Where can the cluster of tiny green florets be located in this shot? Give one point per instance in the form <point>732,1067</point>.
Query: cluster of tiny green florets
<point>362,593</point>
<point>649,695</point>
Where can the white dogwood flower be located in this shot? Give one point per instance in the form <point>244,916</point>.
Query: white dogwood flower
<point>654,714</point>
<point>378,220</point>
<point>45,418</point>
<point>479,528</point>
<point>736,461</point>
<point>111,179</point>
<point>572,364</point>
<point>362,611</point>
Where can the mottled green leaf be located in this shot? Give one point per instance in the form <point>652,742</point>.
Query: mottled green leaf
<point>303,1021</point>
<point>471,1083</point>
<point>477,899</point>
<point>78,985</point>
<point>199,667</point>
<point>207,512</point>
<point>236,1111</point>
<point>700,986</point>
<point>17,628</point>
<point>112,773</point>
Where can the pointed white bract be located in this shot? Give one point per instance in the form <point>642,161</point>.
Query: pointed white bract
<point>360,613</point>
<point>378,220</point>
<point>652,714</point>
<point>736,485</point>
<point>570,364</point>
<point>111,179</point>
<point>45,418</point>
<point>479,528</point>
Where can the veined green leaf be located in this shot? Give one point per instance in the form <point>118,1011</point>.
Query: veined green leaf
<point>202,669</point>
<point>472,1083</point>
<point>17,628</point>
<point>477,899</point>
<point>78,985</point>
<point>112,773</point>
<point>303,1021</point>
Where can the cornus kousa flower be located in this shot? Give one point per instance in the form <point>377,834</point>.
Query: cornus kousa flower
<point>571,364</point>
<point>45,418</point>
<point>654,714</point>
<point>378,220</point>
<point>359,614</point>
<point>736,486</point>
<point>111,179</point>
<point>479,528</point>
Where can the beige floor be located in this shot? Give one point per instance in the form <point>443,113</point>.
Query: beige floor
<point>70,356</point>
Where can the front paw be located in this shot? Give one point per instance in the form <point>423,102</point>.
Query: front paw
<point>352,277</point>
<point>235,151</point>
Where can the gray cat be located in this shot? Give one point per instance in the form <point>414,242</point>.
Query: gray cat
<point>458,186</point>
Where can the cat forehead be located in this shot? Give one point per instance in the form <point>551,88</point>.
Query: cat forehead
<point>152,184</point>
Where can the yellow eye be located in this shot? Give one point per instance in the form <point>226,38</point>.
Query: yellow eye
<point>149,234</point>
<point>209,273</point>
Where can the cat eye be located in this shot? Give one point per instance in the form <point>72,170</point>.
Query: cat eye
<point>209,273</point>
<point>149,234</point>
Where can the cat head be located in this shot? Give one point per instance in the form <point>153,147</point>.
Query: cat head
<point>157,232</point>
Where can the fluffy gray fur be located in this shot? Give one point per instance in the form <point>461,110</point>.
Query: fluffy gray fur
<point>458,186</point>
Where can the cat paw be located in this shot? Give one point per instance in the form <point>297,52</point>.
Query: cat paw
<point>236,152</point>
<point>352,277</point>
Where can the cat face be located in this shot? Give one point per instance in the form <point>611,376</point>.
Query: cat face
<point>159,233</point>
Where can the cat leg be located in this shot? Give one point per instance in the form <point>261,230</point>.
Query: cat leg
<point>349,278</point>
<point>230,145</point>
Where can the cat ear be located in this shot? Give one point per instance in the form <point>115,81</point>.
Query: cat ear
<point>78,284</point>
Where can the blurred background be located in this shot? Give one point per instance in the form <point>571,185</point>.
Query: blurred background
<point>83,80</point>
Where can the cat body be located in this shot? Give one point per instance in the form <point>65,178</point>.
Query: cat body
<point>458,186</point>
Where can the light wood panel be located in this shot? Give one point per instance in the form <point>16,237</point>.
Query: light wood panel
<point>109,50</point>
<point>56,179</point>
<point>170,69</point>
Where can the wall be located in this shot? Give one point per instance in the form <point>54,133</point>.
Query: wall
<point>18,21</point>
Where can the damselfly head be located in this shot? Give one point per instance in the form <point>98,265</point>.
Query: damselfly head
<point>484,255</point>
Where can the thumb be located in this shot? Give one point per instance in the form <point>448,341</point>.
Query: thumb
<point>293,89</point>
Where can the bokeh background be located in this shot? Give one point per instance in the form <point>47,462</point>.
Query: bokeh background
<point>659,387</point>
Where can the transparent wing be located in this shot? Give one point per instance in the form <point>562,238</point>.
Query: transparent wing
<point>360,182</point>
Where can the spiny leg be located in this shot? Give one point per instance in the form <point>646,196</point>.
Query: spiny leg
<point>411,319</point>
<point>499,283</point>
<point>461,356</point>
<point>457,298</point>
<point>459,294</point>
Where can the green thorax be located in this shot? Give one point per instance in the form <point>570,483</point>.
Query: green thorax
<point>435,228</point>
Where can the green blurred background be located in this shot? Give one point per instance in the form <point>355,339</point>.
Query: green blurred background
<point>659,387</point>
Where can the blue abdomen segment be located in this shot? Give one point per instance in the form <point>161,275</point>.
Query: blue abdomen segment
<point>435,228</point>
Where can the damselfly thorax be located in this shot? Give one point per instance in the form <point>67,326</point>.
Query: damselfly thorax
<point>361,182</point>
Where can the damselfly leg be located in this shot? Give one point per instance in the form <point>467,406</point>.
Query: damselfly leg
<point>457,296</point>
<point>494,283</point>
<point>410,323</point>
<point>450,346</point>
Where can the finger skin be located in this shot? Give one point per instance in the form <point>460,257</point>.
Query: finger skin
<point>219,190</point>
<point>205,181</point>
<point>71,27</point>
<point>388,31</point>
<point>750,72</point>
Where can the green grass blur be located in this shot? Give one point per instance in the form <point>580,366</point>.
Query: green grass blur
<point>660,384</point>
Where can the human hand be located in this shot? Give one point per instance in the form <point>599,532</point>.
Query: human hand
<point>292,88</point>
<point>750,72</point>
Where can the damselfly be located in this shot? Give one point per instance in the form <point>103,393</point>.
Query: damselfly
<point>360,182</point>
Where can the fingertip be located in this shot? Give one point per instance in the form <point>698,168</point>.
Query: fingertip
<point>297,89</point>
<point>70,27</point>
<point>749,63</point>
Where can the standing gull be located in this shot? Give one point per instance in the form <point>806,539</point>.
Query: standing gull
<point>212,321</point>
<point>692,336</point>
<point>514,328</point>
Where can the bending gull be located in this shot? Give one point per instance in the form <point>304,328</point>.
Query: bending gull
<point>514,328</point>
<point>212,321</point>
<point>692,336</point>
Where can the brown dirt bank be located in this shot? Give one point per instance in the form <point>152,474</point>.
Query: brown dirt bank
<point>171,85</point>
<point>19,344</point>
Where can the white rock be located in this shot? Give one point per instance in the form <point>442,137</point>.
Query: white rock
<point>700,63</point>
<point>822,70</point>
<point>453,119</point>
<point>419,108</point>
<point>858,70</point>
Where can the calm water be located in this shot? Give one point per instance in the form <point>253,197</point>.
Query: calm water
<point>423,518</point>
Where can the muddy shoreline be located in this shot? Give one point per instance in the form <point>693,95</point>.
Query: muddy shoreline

——————

Problem requirements. Among the records, find each line where the word "shoreline" occurs, and copy it.

Your solution.
Where can the muddy shoreline be located in this shot? Give one point per instance in the form <point>693,95</point>.
Query: muddy shoreline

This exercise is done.